__Text provided__.
════════════════
Families of Jasper County veterans who died after returning from the Vietnam War will be making the flight this summer to Washington, D.C. to honor their loved ones.

The Vietnam Veterans Memorial Funds’ In Memory Program is designed to honor those vets who returned home from war but later died. In Memory was created in 1993 by the group Friends of the Vietnam War Memorial, recognizing the suffering many veterans and their families experienced with post-traumatic stress disorder, suicide, cancer and the effects of exposure to Agent Orange.

The trip is being organized locally by the Jasper County Veterans Alliance, and according to Alliance member Doug Bishop, each trip to the Vietnam Veterans Memorial Wall is about healing.

“This program was created for the guys who made it home from Vietnam, but the war wounded every one of them,” Bishop said. “There wasn’t one man or women who came home who didn’t have a wound of some kind. Not all those wounds are visible.”

When the traveling Wall That Heals was in Newton last summer, VVMF representative Tim Tetz developed a working relationship with Alliance members. He was impressed by the number of Freedom Flights to Washington Jasper County volunteers had independently organized.

“He heard about the freedom flights, honor flights and the Mideast Memorial trip we put together and he said ‘you’re probably the right crew to get involved with the In Memory program. We’re really trying to kick this thing off,’” Bishop said. “We’d never heard about (In Memory), and we thought we were really tuned into what was going on.”
════════════════
__Given records__.

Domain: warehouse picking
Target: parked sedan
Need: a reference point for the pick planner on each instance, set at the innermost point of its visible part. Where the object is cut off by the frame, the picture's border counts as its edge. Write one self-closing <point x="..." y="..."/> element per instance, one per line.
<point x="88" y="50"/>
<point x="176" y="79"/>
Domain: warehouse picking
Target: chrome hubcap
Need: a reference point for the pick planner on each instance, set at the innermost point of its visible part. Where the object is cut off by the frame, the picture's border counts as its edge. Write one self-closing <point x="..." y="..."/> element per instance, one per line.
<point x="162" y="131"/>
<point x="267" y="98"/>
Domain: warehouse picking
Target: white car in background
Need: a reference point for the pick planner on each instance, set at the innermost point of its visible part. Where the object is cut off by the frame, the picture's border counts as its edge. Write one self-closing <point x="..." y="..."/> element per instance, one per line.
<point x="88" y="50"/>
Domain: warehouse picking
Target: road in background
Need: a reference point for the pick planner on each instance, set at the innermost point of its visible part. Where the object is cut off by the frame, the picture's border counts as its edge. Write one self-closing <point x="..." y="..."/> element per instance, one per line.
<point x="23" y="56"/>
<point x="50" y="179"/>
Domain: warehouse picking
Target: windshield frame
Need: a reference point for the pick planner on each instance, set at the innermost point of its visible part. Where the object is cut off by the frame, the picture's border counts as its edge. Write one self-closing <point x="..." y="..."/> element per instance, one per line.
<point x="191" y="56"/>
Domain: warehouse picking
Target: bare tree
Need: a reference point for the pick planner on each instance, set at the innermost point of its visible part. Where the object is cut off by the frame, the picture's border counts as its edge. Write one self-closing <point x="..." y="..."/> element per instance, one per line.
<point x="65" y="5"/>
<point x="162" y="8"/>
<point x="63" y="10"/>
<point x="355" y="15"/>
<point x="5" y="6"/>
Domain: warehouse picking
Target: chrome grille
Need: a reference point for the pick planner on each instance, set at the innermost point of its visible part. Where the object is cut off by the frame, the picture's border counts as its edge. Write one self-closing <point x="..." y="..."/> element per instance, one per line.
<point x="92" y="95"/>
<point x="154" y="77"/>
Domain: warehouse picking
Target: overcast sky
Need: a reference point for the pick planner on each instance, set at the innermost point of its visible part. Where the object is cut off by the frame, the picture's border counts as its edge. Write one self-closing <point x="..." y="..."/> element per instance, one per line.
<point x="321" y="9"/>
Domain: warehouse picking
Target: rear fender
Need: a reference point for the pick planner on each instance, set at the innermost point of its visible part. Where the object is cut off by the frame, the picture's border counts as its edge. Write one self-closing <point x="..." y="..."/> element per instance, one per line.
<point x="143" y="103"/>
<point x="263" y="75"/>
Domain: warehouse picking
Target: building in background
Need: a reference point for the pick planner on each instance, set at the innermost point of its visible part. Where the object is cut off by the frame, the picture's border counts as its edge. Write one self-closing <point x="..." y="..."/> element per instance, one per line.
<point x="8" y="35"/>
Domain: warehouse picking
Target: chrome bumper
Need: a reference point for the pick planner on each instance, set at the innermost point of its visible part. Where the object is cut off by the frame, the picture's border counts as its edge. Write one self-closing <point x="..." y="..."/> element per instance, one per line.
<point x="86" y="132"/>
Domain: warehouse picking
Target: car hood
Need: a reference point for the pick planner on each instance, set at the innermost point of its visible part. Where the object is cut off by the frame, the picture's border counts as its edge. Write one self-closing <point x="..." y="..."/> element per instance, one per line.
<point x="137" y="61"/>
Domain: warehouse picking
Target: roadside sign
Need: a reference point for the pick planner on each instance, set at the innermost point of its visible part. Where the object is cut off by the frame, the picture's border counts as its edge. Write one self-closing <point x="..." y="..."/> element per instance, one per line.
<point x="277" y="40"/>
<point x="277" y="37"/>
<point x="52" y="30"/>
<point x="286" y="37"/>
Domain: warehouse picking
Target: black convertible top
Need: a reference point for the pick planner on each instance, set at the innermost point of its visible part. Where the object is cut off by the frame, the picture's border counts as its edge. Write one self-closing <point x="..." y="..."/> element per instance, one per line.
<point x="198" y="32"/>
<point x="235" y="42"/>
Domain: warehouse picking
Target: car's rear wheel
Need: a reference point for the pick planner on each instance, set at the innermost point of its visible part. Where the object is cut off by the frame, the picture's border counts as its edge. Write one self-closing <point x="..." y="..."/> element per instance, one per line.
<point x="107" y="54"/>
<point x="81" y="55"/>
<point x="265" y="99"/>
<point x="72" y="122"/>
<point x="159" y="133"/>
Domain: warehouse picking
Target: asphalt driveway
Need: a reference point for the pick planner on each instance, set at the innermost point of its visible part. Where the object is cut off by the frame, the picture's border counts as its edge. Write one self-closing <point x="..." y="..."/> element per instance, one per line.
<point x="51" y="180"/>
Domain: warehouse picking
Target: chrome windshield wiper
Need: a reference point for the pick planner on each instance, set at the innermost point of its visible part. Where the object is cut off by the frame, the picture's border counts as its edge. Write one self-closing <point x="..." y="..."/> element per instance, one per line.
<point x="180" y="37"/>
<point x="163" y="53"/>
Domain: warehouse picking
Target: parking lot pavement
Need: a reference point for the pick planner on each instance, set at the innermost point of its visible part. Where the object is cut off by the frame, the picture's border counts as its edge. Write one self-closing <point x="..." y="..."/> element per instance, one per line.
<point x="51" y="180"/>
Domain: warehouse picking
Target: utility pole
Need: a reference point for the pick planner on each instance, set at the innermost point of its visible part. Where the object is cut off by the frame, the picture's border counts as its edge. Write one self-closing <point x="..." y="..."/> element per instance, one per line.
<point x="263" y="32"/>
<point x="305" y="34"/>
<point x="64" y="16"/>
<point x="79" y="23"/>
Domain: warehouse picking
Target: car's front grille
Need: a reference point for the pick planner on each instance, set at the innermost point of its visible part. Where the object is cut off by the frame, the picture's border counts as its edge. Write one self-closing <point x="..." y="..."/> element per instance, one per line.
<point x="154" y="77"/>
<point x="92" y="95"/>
════════════════
__Brief A__.
Do the following statements agree with the article about Jasper County families traveling to Washington? Answer yes or no for each, quoting the words from the article that decide it.
(i) The In Memory program was created in 1993.
(ii) The Vietnam Veterans Memorial Fund is organizing the trip locally.
(iii) Alliance members already knew about In Memory before Tim Tetz brought it up.
__Brief B__. Pick up the article about Jasper County families traveling to Washington after its last sentence, and write the next few paragraphs.

__Response area A__.
(i) Yes: "In Memory was created in 1993 by the group Friends of the Vietnam War Memorial"
(ii) No: "The trip is being organized locally by the Jasper County Veterans Alliance"
(iii) No: "We’d never heard about (In Memory), and we thought we were really tuned into what was going on."

__Response area B__.
The original plan was to join In Memory weekend 2020, but Tetz told Bishop there has never been a coordinated effort by one county in the United States to send a contingent of veterans’ families through the In Memory program, and he thought Jasper County could be the first.

“So we called the Alliance members together and they said, ‘You bet. Let’s get after it,’” Bishop said.

The trip is scheduled for June 14-16, Father’s Day weekend. All 40-plus Jasper County residents will take a single plane and fly to Washington, D.C. One week ahead of the flight, the Alliance will hold a send-off ceremony for the public and families who cannot make the trip.

Each family is responsible for financing their travel; however, Bishop said the Alliance is offering financial assistance to families who cannot afford a ticket to Washington and fundraising opportunities will be announced after the March 8 registration deadline.

In Memory has honored 3,600 veterans since 1993 and just 53 have been from Iowa. As of Feb. 14, approximately 20 Jasper County families have committed to the trip and another 14 have been contacted. After the registration deadline, the Alliance believes there will be 40 to 50 family members of local veterans headed to the wall Washington.

“I think that speaks volumes of the veterans supporters in Jasper County, Iowa,” Bishop said.

The itinerary includes a ceremony Saturday morning at the memorial wall, a wreath-laying ceremony at Arlington National Cemetery and an all-Jasper County dinner Saturday evening. On Father’s Day, a second ceremony will see 1,000 red roses laid at the base of the Vietnam wall. Each veteran honored will have their name read allowed by a family member or volunteer.

Newton native Chris Hoagland’s father, Michael Hoagland, will be one of the vets remembered. Chris first joined the Alliance, known to Jasper County vets and their families as “The Red Shirts,” in 2011 before one of the Jasper County Freedom Flights to Washington. His father served in the U.S. Army and was a 1966-68 veteran of the Vietnam War.

Michael died of cancer at the age of 55. The family believes his illness was caused by exposure to Agent Orange during his time in-country. Michael’s family filed for compensation from the federal government in 2001 but was denied.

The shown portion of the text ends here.